--- Requirement ---
Answer these questions from the text on dealing with the sexually immoral:
1. Which Bible passage is given for Paul's instruction to the church at Corinth?
2. Who does the text name as the head of the church?
3. What are the two spiritual kingdoms the text says exist in this world?

--- Document section ---
_ _ _
Dealing with the Sexually Immoral

The apostle Paul in his first epistle to the church at Corinth addressed the case of the sexually immoral (incestuous) person. And he gave an authoritative instruction regarding treating this person. He wrote It is actually reported that there is sexual immorality among you…In the name of our Lord Jesus Christ…  deliver such a one to Satan for the destruction of the flesh, that his spirit may be saved in the day of the Lord Jesus Therefore purge out the old leaven, that you may be a new lump…” (1 Corinthians 5:1-7).

The sentence against the sexually immoral person was to be made by the authority of Jesus Christ, the head of the church (Ephesians 5:24) which is handed to the church spiritual leaders.  These leaders and the congregation are given the right to take disciplinary action when it becomes necessary. And such action, when done in the proper measures, is approved by God (Matthew 16:19; 18:15–20; John 20:23). God Himself works through His own appointed ministers on earth (Acts 9:10–18).

Paul submitted his carefully thought judgement concerning the sentence that the church must take regarding the offender. This is generally understood to be a sentence disfellowshipping the member from the church so that others may not be infected by the disease of sin. For there are only two spiritual kingdoms in this world, the kingdom of God and the kingdom of the devil.
_ _ _
--- Records shown ---
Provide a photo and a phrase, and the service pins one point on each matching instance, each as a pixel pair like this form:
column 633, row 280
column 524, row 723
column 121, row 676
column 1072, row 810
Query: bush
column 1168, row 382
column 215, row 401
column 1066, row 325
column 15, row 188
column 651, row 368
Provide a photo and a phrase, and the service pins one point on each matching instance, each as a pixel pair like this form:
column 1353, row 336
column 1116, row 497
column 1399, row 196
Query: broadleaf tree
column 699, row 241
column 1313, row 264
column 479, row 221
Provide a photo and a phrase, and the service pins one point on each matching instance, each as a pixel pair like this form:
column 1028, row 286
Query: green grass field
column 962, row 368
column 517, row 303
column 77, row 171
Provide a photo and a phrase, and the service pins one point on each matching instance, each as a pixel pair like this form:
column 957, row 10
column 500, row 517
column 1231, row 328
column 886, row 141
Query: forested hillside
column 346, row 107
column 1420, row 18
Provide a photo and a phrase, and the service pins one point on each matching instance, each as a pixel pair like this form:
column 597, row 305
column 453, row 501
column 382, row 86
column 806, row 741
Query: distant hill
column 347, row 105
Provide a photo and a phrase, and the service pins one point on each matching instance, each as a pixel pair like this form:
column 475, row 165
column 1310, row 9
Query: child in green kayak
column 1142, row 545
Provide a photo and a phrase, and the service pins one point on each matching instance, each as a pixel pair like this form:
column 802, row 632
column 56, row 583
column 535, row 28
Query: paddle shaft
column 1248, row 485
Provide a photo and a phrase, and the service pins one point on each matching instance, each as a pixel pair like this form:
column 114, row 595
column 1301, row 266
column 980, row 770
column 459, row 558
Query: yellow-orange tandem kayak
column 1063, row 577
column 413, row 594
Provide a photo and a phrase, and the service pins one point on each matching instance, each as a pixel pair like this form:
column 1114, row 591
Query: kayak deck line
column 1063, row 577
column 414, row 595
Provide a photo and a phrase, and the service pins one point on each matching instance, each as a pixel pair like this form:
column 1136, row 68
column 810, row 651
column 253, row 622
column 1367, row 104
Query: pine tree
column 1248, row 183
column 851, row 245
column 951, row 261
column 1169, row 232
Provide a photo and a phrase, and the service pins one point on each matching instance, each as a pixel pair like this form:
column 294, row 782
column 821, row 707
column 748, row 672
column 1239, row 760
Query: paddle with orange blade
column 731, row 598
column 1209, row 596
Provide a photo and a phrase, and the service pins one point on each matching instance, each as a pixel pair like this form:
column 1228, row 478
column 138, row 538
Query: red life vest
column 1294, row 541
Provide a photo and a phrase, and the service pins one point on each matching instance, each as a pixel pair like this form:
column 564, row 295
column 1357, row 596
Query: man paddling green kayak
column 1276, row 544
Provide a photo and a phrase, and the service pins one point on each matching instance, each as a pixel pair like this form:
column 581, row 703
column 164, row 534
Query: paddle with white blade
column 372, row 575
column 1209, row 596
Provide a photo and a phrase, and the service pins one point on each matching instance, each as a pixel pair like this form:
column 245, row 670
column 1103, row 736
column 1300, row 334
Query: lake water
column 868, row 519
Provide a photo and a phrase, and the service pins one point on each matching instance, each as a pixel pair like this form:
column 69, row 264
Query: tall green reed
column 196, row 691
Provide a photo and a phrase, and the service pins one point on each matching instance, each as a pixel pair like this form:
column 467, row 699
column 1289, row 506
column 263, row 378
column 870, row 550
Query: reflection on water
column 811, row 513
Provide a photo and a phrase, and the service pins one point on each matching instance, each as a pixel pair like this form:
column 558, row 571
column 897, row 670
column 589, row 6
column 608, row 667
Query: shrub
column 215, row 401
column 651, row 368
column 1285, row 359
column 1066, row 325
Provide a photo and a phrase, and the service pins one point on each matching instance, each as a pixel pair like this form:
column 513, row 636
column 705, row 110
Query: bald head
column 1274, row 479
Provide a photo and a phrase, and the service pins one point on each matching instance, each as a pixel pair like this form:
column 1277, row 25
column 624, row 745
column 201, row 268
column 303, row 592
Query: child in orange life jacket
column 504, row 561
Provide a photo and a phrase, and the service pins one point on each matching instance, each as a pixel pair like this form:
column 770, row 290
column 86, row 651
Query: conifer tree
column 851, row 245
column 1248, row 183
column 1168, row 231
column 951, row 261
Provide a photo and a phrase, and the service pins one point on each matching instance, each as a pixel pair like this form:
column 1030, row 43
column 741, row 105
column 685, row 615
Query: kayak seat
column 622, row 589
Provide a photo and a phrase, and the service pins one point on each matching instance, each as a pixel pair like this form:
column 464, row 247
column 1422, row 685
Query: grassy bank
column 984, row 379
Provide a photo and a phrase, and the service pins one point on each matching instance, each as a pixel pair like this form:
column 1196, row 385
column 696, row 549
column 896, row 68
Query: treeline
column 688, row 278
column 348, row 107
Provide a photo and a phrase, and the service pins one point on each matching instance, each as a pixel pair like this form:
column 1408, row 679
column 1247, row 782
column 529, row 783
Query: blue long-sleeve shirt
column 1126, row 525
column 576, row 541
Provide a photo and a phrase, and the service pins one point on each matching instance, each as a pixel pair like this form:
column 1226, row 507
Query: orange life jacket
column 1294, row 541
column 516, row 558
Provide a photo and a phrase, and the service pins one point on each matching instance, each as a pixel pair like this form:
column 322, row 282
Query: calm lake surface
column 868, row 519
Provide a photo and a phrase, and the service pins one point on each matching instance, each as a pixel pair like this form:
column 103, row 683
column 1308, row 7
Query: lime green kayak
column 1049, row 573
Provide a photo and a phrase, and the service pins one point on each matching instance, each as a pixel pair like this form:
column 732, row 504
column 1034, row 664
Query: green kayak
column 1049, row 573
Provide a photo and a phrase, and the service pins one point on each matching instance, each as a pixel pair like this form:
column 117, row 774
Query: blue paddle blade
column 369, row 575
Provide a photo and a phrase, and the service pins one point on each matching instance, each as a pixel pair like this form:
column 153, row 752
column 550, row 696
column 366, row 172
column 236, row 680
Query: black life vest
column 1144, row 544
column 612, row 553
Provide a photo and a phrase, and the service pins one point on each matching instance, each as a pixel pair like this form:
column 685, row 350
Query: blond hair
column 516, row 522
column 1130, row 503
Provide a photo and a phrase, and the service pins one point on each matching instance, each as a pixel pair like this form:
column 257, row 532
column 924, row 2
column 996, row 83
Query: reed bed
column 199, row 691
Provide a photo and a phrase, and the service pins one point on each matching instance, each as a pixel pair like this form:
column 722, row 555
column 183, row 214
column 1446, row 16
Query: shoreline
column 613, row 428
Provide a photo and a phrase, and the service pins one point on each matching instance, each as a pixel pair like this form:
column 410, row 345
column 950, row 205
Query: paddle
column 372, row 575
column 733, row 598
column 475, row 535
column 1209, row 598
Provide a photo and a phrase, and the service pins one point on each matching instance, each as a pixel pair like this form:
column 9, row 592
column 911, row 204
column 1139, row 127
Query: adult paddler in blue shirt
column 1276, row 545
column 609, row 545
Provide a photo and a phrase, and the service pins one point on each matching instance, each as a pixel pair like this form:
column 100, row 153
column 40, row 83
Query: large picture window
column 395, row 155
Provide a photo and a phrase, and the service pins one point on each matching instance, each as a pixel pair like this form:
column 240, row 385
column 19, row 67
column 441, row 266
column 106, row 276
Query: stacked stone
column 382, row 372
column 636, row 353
_ _ _
--- Response box ---
1. 1 Corinthians 5:1-7
2. Jesus Christ
3. The kingdom of God and the kingdom of the devil